**The task:**
Copy every one of the records below line for line, leaving out the pictures.

Outline labeling records
__________________________________________________

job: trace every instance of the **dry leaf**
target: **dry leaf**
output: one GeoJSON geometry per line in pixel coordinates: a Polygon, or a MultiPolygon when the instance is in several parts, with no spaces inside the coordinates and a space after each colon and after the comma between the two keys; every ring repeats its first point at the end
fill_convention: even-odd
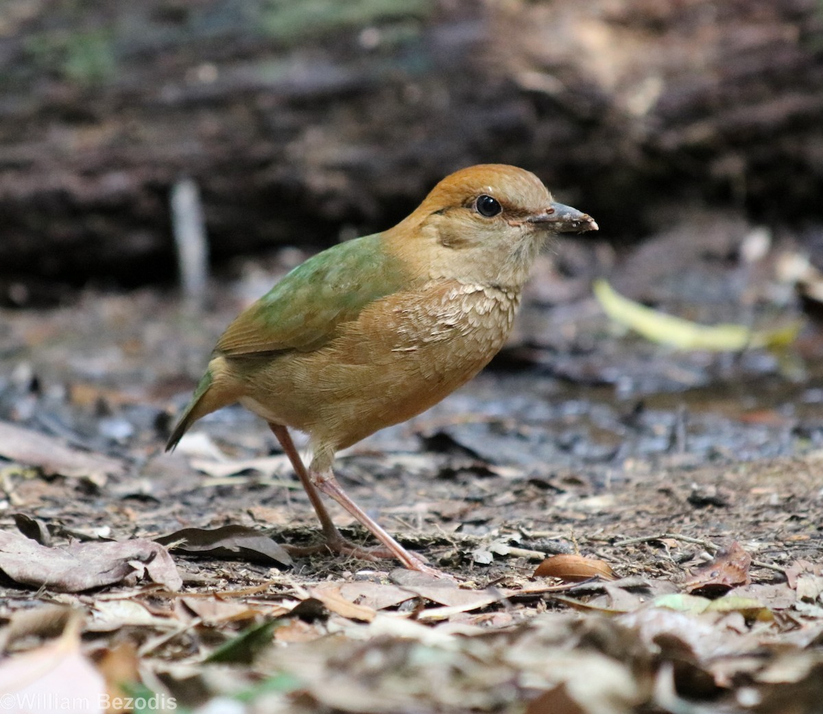
{"type": "Polygon", "coordinates": [[[796,560],[786,568],[788,586],[797,593],[797,600],[816,602],[823,592],[823,567],[808,560],[796,560]]]}
{"type": "Polygon", "coordinates": [[[317,598],[327,610],[348,619],[371,622],[377,610],[363,605],[350,602],[340,593],[340,587],[333,582],[323,583],[311,588],[309,592],[317,598]]]}
{"type": "Polygon", "coordinates": [[[291,566],[291,556],[264,533],[246,526],[184,528],[155,541],[180,553],[208,555],[226,560],[249,560],[266,565],[291,566]]]}
{"type": "Polygon", "coordinates": [[[102,714],[106,685],[80,651],[79,619],[60,638],[0,663],[0,707],[11,714],[102,714]]]}
{"type": "Polygon", "coordinates": [[[0,531],[0,570],[16,582],[60,592],[131,582],[144,573],[169,590],[183,585],[166,549],[140,539],[46,548],[24,536],[0,531]]]}
{"type": "Polygon", "coordinates": [[[534,571],[534,577],[556,577],[566,582],[581,582],[591,577],[602,577],[603,580],[617,577],[604,560],[566,554],[546,558],[534,571]]]}
{"type": "Polygon", "coordinates": [[[710,563],[700,568],[686,580],[688,592],[700,591],[704,595],[720,594],[751,582],[749,567],[751,556],[735,540],[721,550],[710,563]]]}

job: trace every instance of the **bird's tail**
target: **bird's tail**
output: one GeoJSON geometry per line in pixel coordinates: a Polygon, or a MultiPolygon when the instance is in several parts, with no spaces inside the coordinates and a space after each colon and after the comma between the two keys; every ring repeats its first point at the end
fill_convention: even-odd
{"type": "Polygon", "coordinates": [[[172,451],[189,427],[198,419],[236,401],[239,392],[236,382],[226,378],[224,358],[216,357],[212,359],[172,429],[171,436],[165,444],[165,450],[172,451]]]}

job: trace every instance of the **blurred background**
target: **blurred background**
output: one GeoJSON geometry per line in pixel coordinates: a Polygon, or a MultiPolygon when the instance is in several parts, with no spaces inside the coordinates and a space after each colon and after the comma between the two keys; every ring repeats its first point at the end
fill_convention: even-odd
{"type": "Polygon", "coordinates": [[[529,469],[823,444],[821,0],[2,0],[0,417],[156,452],[240,309],[478,162],[601,230],[546,251],[445,422],[374,447],[490,413],[529,449],[443,428],[529,469]]]}
{"type": "Polygon", "coordinates": [[[479,162],[618,247],[685,224],[728,257],[754,223],[823,260],[823,4],[0,3],[7,305],[169,284],[181,178],[219,270],[385,228],[479,162]]]}

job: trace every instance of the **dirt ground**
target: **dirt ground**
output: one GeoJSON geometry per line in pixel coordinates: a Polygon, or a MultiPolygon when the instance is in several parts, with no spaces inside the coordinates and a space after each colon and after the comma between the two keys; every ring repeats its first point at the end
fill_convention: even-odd
{"type": "Polygon", "coordinates": [[[586,271],[552,267],[604,260],[572,246],[486,372],[342,453],[355,499],[454,582],[290,559],[314,517],[239,408],[162,452],[217,335],[293,252],[238,266],[202,314],[155,290],[3,312],[0,706],[821,711],[823,335],[775,277],[787,252],[633,282],[698,322],[802,321],[787,349],[730,355],[616,326],[586,271]]]}

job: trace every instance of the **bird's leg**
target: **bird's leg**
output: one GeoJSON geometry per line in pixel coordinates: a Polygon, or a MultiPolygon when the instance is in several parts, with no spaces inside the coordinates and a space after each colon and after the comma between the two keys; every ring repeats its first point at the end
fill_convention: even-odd
{"type": "Polygon", "coordinates": [[[337,526],[334,525],[332,517],[328,515],[328,511],[326,510],[326,507],[323,503],[320,494],[314,487],[314,484],[312,483],[311,477],[309,475],[309,472],[303,464],[303,459],[300,458],[300,455],[297,452],[297,447],[291,440],[291,434],[289,434],[289,430],[281,424],[272,424],[271,422],[269,422],[268,428],[272,429],[274,435],[277,438],[277,441],[280,442],[283,453],[291,461],[291,466],[295,470],[295,473],[297,474],[297,477],[300,480],[300,483],[303,484],[303,488],[309,496],[309,500],[311,502],[312,508],[314,508],[314,512],[317,513],[318,520],[320,522],[320,527],[323,528],[323,535],[326,536],[326,540],[330,543],[342,540],[343,536],[337,531],[337,526]]]}
{"type": "Polygon", "coordinates": [[[421,558],[412,553],[409,553],[408,550],[389,536],[381,526],[370,518],[360,506],[351,500],[348,494],[343,490],[340,484],[337,483],[337,479],[331,469],[322,473],[310,471],[309,476],[314,486],[323,491],[327,496],[331,496],[334,498],[335,501],[340,503],[341,506],[360,521],[360,523],[365,526],[371,531],[372,535],[385,545],[388,552],[397,558],[403,566],[409,570],[419,570],[421,573],[428,573],[438,577],[444,576],[444,573],[440,573],[440,571],[426,565],[421,558]]]}
{"type": "MultiPolygon", "coordinates": [[[[443,573],[439,571],[435,570],[433,568],[426,565],[423,560],[409,553],[402,545],[398,543],[391,536],[389,536],[380,526],[374,522],[374,521],[369,517],[368,515],[354,502],[349,498],[348,494],[341,488],[340,484],[337,483],[337,480],[335,478],[334,474],[329,470],[328,472],[321,474],[318,471],[309,471],[306,469],[305,465],[303,463],[303,460],[300,458],[300,455],[297,452],[297,447],[295,446],[295,443],[291,440],[291,434],[289,434],[288,429],[279,424],[268,424],[269,429],[272,429],[274,435],[277,438],[277,441],[280,442],[281,447],[283,448],[283,452],[288,457],[289,461],[291,462],[291,466],[297,474],[297,477],[300,480],[300,483],[303,484],[303,488],[305,489],[306,494],[309,496],[309,500],[311,502],[312,506],[314,508],[314,512],[317,513],[317,517],[320,521],[320,526],[323,528],[323,535],[326,538],[326,543],[324,544],[332,550],[336,550],[340,553],[344,553],[348,555],[352,555],[356,558],[362,558],[366,560],[375,560],[379,558],[397,558],[402,564],[409,568],[410,570],[419,570],[423,573],[430,573],[434,575],[442,575],[443,573]],[[358,521],[360,522],[371,533],[379,540],[384,546],[384,549],[369,549],[369,548],[360,548],[360,546],[355,545],[353,543],[350,543],[342,536],[340,535],[340,531],[337,530],[334,522],[332,521],[332,517],[328,514],[328,511],[326,510],[326,507],[323,503],[323,500],[320,498],[320,494],[319,490],[323,491],[327,495],[331,496],[334,500],[336,500],[341,506],[342,506],[346,511],[348,511],[352,516],[355,517],[358,521]]],[[[290,548],[292,553],[297,554],[309,554],[313,552],[316,549],[306,548],[290,548]]]]}

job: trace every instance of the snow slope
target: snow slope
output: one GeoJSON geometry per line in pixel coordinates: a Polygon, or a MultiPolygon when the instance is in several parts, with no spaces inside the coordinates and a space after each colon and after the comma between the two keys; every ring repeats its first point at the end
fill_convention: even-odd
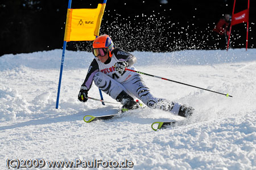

__________________________________________________

**Result below:**
job: trace every instance of the **dry leaf**
target: **dry leaf**
output: one GeoJSON geometry per line in pixel coordinates: a Polygon, or a MultiPolygon when the instance is in several parts, with no spaces inside the coordinates and a space after each colon and after the comma between the two keys; every ring repeats its first point at the end
fill_convention: even-odd
{"type": "Polygon", "coordinates": [[[796,560],[786,568],[788,586],[797,593],[797,600],[816,602],[823,592],[823,567],[808,560],[796,560]]]}
{"type": "Polygon", "coordinates": [[[317,598],[327,610],[348,619],[371,622],[377,610],[363,605],[350,602],[340,593],[340,587],[333,582],[323,583],[311,588],[309,592],[317,598]]]}
{"type": "Polygon", "coordinates": [[[291,566],[291,556],[264,533],[246,526],[184,528],[155,541],[180,553],[208,555],[226,560],[249,560],[266,565],[291,566]]]}
{"type": "Polygon", "coordinates": [[[102,714],[106,685],[80,651],[79,619],[60,638],[0,663],[0,707],[11,714],[102,714]]]}
{"type": "Polygon", "coordinates": [[[0,531],[0,570],[16,582],[60,592],[131,582],[144,573],[169,590],[183,585],[166,549],[140,539],[46,548],[24,536],[0,531]]]}
{"type": "Polygon", "coordinates": [[[534,571],[534,577],[556,577],[566,582],[581,582],[591,577],[602,577],[603,580],[617,577],[604,560],[566,554],[546,558],[534,571]]]}
{"type": "Polygon", "coordinates": [[[710,563],[700,568],[686,580],[688,592],[700,591],[704,595],[720,594],[751,582],[749,567],[751,556],[735,540],[721,550],[710,563]]]}

job: trace every instance of the **bird's tail**
target: **bird's tail**
output: one GeoJSON geometry per line in pixel coordinates: a Polygon, or a MultiPolygon when the instance is in several parts, with no spaces inside the coordinates and a space after each colon and after the comma between the two keys; every ring repeats its first point at the end
fill_convention: even-odd
{"type": "Polygon", "coordinates": [[[172,451],[189,427],[198,419],[236,401],[239,392],[236,382],[226,378],[224,358],[216,357],[212,359],[172,429],[171,436],[165,444],[165,450],[172,451]]]}

job: trace every instance of the **blurred background**
target: **blurred background**
output: one GeoJSON geometry per line in pixel coordinates: a Polygon, or a MultiPolygon when the instance is in several parts, with no spaces inside the coordinates and a space after each colon and after the comma between the two keys; every ring repeats its first point at the end
fill_convention: even-odd
{"type": "Polygon", "coordinates": [[[529,469],[823,444],[821,0],[2,0],[0,417],[156,452],[240,309],[478,162],[601,230],[546,251],[445,422],[374,447],[490,413],[529,449],[443,428],[529,469]]]}
{"type": "Polygon", "coordinates": [[[479,162],[618,247],[685,224],[728,257],[754,223],[823,260],[823,4],[0,3],[7,305],[169,284],[181,178],[219,270],[385,228],[479,162]]]}

job: trace every instance of the **dirt ground**
target: **dirt ground**
output: one GeoJSON geometry per line in pixel coordinates: a Polygon, or a MultiPolygon when the instance is in several parts, with no spaces inside the coordinates and a space after each colon and after the comma between the two keys; every ring repeats its first point at the end
fill_convention: even-odd
{"type": "Polygon", "coordinates": [[[586,271],[552,267],[604,260],[572,246],[486,372],[342,453],[355,499],[454,582],[290,559],[314,517],[239,408],[162,452],[217,335],[293,252],[238,266],[202,314],[155,290],[3,312],[0,706],[821,711],[823,335],[775,277],[787,252],[633,282],[698,322],[802,321],[787,349],[730,355],[616,326],[586,271]]]}

job: trace every instance of the **bird's leg**
target: **bird's leg**
output: one GeoJSON geometry per line in pixel coordinates: a Polygon, or a MultiPolygon when the instance is in several parts, with no spaces inside the coordinates and a space after each colon and after the comma between the two keys; every ring repeats its first point at the end
fill_convention: even-odd
{"type": "Polygon", "coordinates": [[[337,526],[334,525],[332,517],[328,515],[328,511],[326,510],[326,507],[323,503],[320,494],[314,487],[314,484],[312,483],[311,477],[309,475],[309,472],[303,464],[303,459],[300,458],[300,455],[297,452],[297,447],[291,440],[291,434],[289,434],[289,430],[281,424],[272,424],[271,422],[269,422],[268,428],[272,429],[274,435],[277,438],[277,441],[280,442],[283,453],[291,461],[291,466],[295,470],[295,473],[297,474],[297,477],[300,480],[300,483],[303,484],[303,488],[309,496],[309,500],[311,502],[312,508],[314,508],[314,512],[317,513],[318,520],[320,522],[320,527],[323,528],[323,535],[326,536],[326,540],[330,543],[342,540],[343,536],[337,531],[337,526]]]}
{"type": "Polygon", "coordinates": [[[421,558],[412,553],[409,553],[408,550],[389,536],[381,526],[370,518],[360,506],[351,500],[348,494],[343,490],[340,484],[337,483],[337,479],[331,469],[322,473],[310,471],[309,476],[314,486],[323,491],[327,496],[331,496],[334,498],[335,501],[340,503],[341,506],[360,521],[360,523],[365,526],[371,531],[372,535],[385,545],[388,552],[397,558],[403,566],[409,570],[419,570],[421,573],[428,573],[438,577],[444,576],[444,573],[440,573],[440,571],[426,565],[421,558]]]}
{"type": "MultiPolygon", "coordinates": [[[[443,573],[439,571],[435,570],[433,568],[426,565],[423,560],[409,553],[402,545],[398,543],[391,536],[389,536],[380,526],[374,522],[374,521],[369,517],[368,515],[354,502],[349,498],[348,494],[341,488],[340,484],[337,483],[337,480],[335,478],[334,474],[329,470],[328,472],[321,474],[318,471],[309,471],[306,469],[305,465],[303,463],[303,460],[300,458],[300,455],[297,452],[297,447],[295,446],[295,443],[291,440],[291,434],[289,434],[288,429],[279,424],[268,424],[269,429],[272,429],[274,435],[277,438],[277,441],[280,442],[281,447],[283,448],[283,452],[288,457],[289,461],[291,462],[291,466],[297,474],[297,477],[300,480],[300,483],[303,484],[303,488],[305,489],[306,494],[309,496],[309,500],[311,502],[312,506],[314,508],[314,512],[317,513],[317,517],[320,521],[320,526],[323,528],[323,535],[326,538],[326,543],[324,544],[332,550],[336,550],[340,553],[344,553],[348,555],[352,555],[356,558],[362,558],[366,560],[375,560],[379,558],[397,558],[402,564],[409,568],[410,570],[419,570],[423,573],[430,573],[434,575],[442,575],[443,573]],[[358,521],[360,522],[371,533],[379,540],[384,546],[384,549],[369,549],[369,548],[360,548],[360,546],[355,545],[353,543],[350,543],[342,536],[340,535],[340,531],[337,530],[334,522],[332,521],[332,517],[328,514],[328,511],[326,510],[326,507],[323,503],[323,500],[320,498],[320,494],[319,490],[323,491],[327,495],[331,496],[334,500],[336,500],[341,506],[342,506],[346,511],[348,511],[352,516],[355,517],[358,521]]],[[[290,548],[292,553],[297,554],[309,554],[313,552],[316,549],[306,548],[290,548]]]]}

job: trace every instance of the snow slope
target: snow slope
output: one GeoJSON geometry per line in pixel coordinates: a Polygon, or a MultiPolygon when the instance is in several parts, with no spaces inside the coordinates and a space after each colon and after the comma between the two keys; every ring repeats its first point at the end
fill_convention: even-odd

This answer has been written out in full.